__Dataset entries__:
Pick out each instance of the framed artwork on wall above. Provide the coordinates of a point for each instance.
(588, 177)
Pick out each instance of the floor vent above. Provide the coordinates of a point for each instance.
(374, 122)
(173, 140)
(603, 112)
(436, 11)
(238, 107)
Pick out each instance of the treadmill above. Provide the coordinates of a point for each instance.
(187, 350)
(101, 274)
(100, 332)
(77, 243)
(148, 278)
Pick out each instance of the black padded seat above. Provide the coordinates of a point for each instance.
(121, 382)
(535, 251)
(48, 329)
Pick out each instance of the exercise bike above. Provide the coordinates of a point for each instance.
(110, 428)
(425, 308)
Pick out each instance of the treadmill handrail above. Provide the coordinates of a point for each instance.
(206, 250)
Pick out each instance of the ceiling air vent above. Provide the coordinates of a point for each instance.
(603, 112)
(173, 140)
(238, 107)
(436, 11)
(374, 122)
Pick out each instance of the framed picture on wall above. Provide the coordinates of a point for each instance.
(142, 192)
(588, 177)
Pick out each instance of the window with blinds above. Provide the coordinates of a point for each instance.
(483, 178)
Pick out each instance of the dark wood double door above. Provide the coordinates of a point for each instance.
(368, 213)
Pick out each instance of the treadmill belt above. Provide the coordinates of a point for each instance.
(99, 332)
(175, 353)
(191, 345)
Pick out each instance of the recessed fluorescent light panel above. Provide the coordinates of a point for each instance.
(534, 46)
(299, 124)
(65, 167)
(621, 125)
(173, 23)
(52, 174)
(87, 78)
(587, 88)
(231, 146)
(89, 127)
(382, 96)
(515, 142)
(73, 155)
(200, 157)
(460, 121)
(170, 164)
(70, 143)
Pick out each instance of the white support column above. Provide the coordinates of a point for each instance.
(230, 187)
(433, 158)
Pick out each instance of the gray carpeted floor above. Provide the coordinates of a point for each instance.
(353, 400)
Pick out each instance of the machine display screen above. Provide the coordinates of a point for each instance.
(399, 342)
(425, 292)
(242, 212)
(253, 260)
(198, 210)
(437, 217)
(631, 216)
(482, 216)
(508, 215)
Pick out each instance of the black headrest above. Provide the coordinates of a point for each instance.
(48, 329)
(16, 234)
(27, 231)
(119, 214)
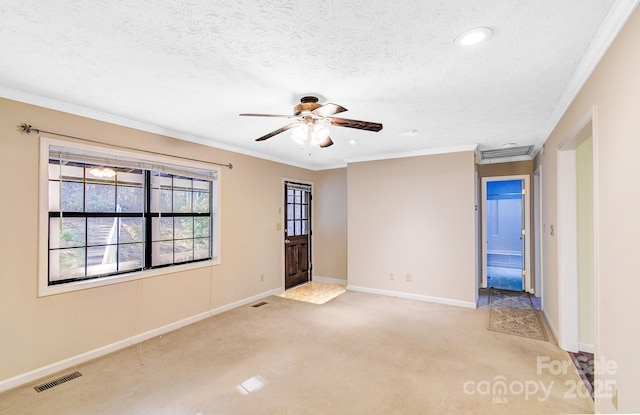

__Do this__: Edit the listing above by changing every "Pick out" to "Locate" and leaving everything else unchanged. Omit the pictures.

__Exercise result__:
Locate each instance of the framed artwork on wall above. Provide the coordinates of a point for each instance.
(588, 177)
Locate each instance of the floor vent above. Provide the coordinates of a point for each instance.
(374, 122)
(173, 140)
(603, 112)
(436, 11)
(238, 107)
Locate each instance of the treadmill above. Provide the coordinates of a point for each instance.
(187, 350)
(101, 274)
(100, 332)
(77, 243)
(148, 278)
Locate each instance of the black padded seat above. Provide the coordinates of a point for each instance.
(121, 382)
(535, 251)
(48, 329)
Locate each instance of the exercise bike above. Provide the coordinates of a point for each instance.
(110, 428)
(425, 308)
Locate each instance of the treadmill handrail above. Provide the coordinates of a point for each instance.
(206, 250)
Locate each instance of the ceiling air vent above. Provide the coordinates of a point for each instance.
(603, 112)
(173, 140)
(238, 107)
(436, 11)
(374, 122)
Locate each instance of the framed picture on wall above. Provide the coordinates of a point for each instance.
(142, 192)
(588, 177)
Locate each instance of the window with blinds above. Provide the coordinates of a point for each instance.
(483, 178)
Locate each instance of the dark wood double door above. Provide the coordinates of a point for each instance.
(368, 213)
Locate each instance of the treadmill belt above. Provide the coordinates of a point for each instance.
(99, 332)
(175, 353)
(191, 345)
Locate each instance of the recessed fluorescent light panel above. Provide the coordinates of a point for each instance.
(534, 46)
(299, 124)
(65, 167)
(621, 125)
(173, 23)
(52, 174)
(87, 78)
(587, 88)
(231, 146)
(89, 127)
(382, 96)
(515, 142)
(73, 155)
(200, 157)
(460, 121)
(170, 164)
(70, 143)
Locate each instance of the white support column above. Provide the coordinates of a point for each instance.
(230, 187)
(433, 158)
Locate each instance of the gray carpeted floor above. Provide the coordinates of a point for each instance.
(353, 400)
Locate each instance of the machine display screen above. Provide the coordinates of a point for each instance.
(399, 342)
(425, 292)
(242, 212)
(253, 260)
(198, 210)
(437, 217)
(631, 216)
(482, 216)
(508, 215)
Locate each instance of the black headrest above. Provide the coordinates of a point for each instance.
(48, 329)
(16, 234)
(27, 231)
(119, 214)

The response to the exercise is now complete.